= EXERCISE BRIEF =
Duplicate every row below word for word, keeping each line as it stands.

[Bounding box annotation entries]
----------

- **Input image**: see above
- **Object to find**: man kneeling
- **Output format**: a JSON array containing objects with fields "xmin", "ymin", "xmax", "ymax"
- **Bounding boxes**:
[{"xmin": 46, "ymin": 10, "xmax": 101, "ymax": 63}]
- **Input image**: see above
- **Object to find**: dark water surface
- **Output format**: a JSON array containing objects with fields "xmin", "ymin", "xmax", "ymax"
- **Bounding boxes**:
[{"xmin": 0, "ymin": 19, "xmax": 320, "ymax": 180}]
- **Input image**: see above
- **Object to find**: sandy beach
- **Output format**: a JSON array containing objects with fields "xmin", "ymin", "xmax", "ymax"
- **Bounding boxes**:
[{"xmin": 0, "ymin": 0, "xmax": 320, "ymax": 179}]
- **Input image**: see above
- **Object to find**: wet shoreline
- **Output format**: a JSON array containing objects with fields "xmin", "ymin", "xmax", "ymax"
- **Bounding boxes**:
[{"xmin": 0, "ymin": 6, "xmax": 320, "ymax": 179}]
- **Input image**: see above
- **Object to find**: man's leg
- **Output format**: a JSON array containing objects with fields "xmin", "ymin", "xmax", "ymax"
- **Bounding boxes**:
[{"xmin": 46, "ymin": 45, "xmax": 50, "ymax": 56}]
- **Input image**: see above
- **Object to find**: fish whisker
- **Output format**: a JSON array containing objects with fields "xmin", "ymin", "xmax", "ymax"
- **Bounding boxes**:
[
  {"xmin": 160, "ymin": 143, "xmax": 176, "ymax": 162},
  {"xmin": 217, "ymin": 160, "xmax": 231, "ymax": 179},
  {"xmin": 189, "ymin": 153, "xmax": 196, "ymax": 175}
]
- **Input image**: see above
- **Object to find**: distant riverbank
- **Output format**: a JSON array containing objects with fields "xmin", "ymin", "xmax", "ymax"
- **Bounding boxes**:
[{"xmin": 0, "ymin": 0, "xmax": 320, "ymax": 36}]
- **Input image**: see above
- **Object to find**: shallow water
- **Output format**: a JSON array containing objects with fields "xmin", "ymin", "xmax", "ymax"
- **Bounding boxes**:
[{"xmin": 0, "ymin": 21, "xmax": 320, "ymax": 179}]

----------

= SOLUTION BELOW =
- **Input image**: see above
- **Object to find**: man kneeling
- **Output format**: a JSON array containing objects with fields "xmin", "ymin", "xmax", "ymax"
- **Bounding boxes**:
[{"xmin": 46, "ymin": 10, "xmax": 101, "ymax": 63}]
- **Input image**: see above
- **Object to find**: dark water surface
- **Output format**: a JSON array containing objects with fields "xmin", "ymin", "xmax", "ymax"
- **Bounding boxes**:
[{"xmin": 0, "ymin": 19, "xmax": 320, "ymax": 180}]
- **Input image**: see above
- **Object to find**: sandy beach
- **Output format**: a JSON array containing objects with fields "xmin", "ymin", "xmax", "ymax"
- **Bounding boxes**:
[{"xmin": 0, "ymin": 0, "xmax": 320, "ymax": 179}]
- **Input image**: see above
- **Object to find**: wet shoreline
- **Output format**: a JSON array containing objects with fields "xmin", "ymin", "xmax", "ymax"
- **Bounding boxes**:
[{"xmin": 0, "ymin": 6, "xmax": 320, "ymax": 179}]
- **Input image**: see above
- **Object to find**: man's leg
- **Output format**: a JSON array containing objects with fields "xmin", "ymin", "xmax", "ymax"
- **Bounding boxes**:
[{"xmin": 46, "ymin": 45, "xmax": 50, "ymax": 56}]
- **Input image**: see above
- **Object to find**: fish whisker
- **Output format**: a JSON array containing objects with fields "xmin", "ymin", "xmax", "ymax"
- **Bounding boxes**:
[
  {"xmin": 160, "ymin": 143, "xmax": 176, "ymax": 162},
  {"xmin": 217, "ymin": 160, "xmax": 231, "ymax": 179},
  {"xmin": 189, "ymin": 153, "xmax": 196, "ymax": 175}
]
- **Input image**: see above
- **Object to find**: distant riverbank
- **Output format**: a JSON array containing objects with fields "xmin", "ymin", "xmax", "ymax"
- **Bounding boxes**:
[{"xmin": 0, "ymin": 0, "xmax": 320, "ymax": 36}]
- **Input image**: see above
- **Object to find**: shallow water
- **Output format**: a JSON array containing objects with fields "xmin", "ymin", "xmax", "ymax"
- **Bounding boxes**:
[{"xmin": 0, "ymin": 21, "xmax": 320, "ymax": 179}]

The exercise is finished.